## Begin Text section
I never use solvent-based. Water-based is safer to use, especially in the winter where, chances are, the sealing would be performed. 

An additional layer of plywood will not fix a under structured joist system.


----------



## CookeCarpentry (Feb 26, 2009)

angus242 said:


> I never use solvent-based. Water-based is safer to use, especially in the winter where, chances are, the sealing would be performed.
> 
> *An additional layer of plywood will not fix a under structured joist system*.


That's why I said _"at least". :laughing:_


----------



## angus242 (Oct 20, 2007)

Mark, question. When you spec'd the addition did you have to list the subfloor deflection on the plans anywhere? And please don't tell me to look at that pics. Look at blue prints is the same as me trying to read Russian......upside down....drunk :w00t:


----------



## HandyHails (Feb 28, 2009)

angus242 said:


> I never use solvent-based. Water-based is safer to use, especially in the winter where, chances are, the sealing would be performed.
> 
> An additional layer of plywood will not fix a under structured joist system.


I've been using a solvent based Tec Enhancing Sealer for a while now and it goes on beautifully. No streaks or "shiners". Just spray on and wipe w/ a terry cloth rag moist w/ the sealant. Buff 15 minutes later and its just beautiful. This is the stuff my supplier recommends for their honed and filled travertine. Pricey, but a little bit goes a long way. Wear rubber gloves or your hands will be a bit sticky after a few hundred square feet.


----------



## CookeCarpentry (Feb 26, 2009)

angus242 said:


> Mark, question. When you spec'd the addition did you have to list the subfloor deflection on the plans anywhere? And please don't tell me to look at that pics. Look at blue prints is the same as me trying to read Russian......upside down....drunk :w00t:


No, I didn't. Why do you ask?


----------



## SpecialistSteve (Jan 14, 2011)

HandyHails said:


> Just keep in mind that travertine scratches easily. Depending on the wear and tear you're kitchen will be getting I usually recommend against travertine in the kitchen for large families w/ young children.
> 
> That being said, you will want a good solid foundation for the installation of such large tile. Depending on the type of subfloor you have and the type and spacing of the joists you may have to install another layer of plywood over what you already have top stiffen up the floor. Obviously you will need to cut these w/ a wet saw and they generally cut very nicely.
> 
> ...


 
Yes, I have read that they do scratch easy. My wife and I have no children, and are not planning on having any for a couple years...the dogs are also not allowed on the kitchen, so I am not worried about those possible issues. We have a plan to move within 5-7 years as well--obviously that can change in this market though 

My home was built less than 5 years ago, it has a pretty thick sub-floor and spacing of 14in on the floor joists. I am thinking with the thicker hardy backer I should be good...?
## End Text section
## Begin Data
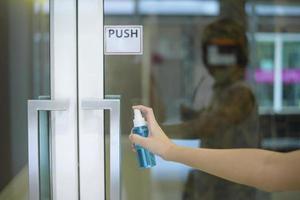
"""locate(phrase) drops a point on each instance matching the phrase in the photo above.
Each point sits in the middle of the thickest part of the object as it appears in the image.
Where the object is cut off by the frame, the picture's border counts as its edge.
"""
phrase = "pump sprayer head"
(138, 118)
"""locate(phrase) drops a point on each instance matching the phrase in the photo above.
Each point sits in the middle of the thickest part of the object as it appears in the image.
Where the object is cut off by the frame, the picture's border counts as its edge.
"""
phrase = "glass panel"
(24, 74)
(264, 73)
(291, 73)
(195, 67)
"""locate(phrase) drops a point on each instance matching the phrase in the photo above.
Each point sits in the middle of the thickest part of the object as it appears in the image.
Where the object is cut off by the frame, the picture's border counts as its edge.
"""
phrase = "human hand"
(157, 141)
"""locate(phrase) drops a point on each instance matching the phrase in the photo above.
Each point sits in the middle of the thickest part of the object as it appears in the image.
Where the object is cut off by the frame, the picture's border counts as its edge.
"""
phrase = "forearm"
(245, 166)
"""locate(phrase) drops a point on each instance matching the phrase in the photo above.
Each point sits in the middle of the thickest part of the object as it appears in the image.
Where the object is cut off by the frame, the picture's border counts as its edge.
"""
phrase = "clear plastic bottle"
(146, 159)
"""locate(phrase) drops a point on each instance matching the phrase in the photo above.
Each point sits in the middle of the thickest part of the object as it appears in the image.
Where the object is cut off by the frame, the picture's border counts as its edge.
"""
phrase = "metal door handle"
(113, 105)
(34, 106)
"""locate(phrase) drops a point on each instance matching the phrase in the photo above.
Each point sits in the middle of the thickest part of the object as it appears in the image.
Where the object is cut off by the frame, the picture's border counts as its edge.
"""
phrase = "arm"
(265, 170)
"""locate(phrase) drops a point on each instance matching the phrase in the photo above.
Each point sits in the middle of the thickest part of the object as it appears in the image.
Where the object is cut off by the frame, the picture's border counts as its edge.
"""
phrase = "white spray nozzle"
(138, 118)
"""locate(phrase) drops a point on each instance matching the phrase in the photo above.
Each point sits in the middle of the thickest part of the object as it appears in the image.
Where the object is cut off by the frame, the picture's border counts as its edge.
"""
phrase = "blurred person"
(230, 119)
(266, 170)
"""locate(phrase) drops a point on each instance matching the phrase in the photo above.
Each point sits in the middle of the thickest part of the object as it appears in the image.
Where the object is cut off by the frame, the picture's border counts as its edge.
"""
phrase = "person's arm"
(266, 170)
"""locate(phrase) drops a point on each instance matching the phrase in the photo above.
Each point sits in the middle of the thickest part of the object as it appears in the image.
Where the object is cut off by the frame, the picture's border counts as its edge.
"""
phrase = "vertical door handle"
(113, 105)
(34, 106)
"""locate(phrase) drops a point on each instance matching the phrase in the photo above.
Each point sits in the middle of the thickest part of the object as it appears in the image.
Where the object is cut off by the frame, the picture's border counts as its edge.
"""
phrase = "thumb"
(139, 140)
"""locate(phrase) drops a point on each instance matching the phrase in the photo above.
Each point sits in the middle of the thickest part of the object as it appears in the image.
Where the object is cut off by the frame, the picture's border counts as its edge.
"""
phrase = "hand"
(157, 141)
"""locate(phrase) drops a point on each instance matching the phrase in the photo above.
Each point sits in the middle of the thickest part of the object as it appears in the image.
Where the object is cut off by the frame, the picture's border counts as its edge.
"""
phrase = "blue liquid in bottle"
(146, 159)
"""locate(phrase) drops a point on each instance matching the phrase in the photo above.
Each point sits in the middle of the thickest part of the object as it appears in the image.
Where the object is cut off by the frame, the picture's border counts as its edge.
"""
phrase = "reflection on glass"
(172, 68)
(264, 73)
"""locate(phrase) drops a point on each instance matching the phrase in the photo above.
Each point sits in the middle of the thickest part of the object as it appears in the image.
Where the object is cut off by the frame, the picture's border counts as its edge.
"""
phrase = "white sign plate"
(123, 40)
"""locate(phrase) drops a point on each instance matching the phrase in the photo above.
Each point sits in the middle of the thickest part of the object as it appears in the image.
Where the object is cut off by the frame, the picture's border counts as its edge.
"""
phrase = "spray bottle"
(146, 159)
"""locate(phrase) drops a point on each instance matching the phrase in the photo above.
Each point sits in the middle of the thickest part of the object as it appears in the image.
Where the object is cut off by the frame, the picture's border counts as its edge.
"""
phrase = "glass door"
(183, 42)
(52, 120)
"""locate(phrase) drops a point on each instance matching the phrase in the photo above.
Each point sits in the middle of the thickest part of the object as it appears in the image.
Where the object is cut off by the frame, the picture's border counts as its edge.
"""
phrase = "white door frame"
(77, 134)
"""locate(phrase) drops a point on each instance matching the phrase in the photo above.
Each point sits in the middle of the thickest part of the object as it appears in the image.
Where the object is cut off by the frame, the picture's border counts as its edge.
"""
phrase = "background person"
(265, 170)
(231, 118)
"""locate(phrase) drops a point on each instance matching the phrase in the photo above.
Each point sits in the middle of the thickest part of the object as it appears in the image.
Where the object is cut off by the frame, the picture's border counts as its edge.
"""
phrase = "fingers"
(136, 139)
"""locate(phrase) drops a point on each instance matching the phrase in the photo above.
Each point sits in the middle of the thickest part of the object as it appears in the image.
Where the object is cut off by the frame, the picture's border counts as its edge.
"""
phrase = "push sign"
(123, 40)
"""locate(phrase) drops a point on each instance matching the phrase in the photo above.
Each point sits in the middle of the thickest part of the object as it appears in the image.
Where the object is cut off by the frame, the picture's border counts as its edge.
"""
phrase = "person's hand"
(157, 141)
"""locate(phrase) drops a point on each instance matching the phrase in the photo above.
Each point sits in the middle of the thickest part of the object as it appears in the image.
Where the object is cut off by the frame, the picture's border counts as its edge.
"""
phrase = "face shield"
(222, 57)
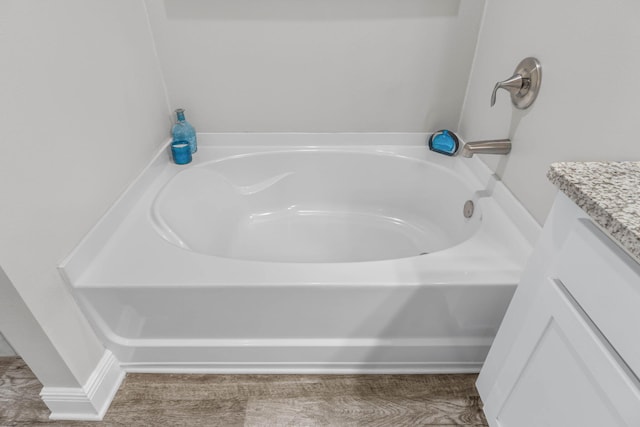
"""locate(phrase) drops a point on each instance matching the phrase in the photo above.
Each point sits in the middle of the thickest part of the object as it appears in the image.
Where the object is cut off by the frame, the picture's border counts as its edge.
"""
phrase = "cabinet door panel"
(562, 372)
(605, 282)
## End Data
→ Work instructions
Summarize the forum thread in three sentences.

→ Result for this task
In the forum thread, angus242 prefers water-based sealer as safer to use, especially in winter, and says an additional layer of plywood will not fix an under-structured joist system, while HandyHails reports that a solvent-based Tec Enhancing Sealer goes on without streaks. The user angus242 also asks whether the subfloor deflection had to be listed on the plans for an addition, and CookeCarpentry answers that it did not. Replying to a warning that travertine scratches easily, SpecialistSteve says the household has no children and keeps the dogs out of the kitchen, and describes a home built less than five years ago with a pretty thick subfloor and floor joists spaced 14 inches apart.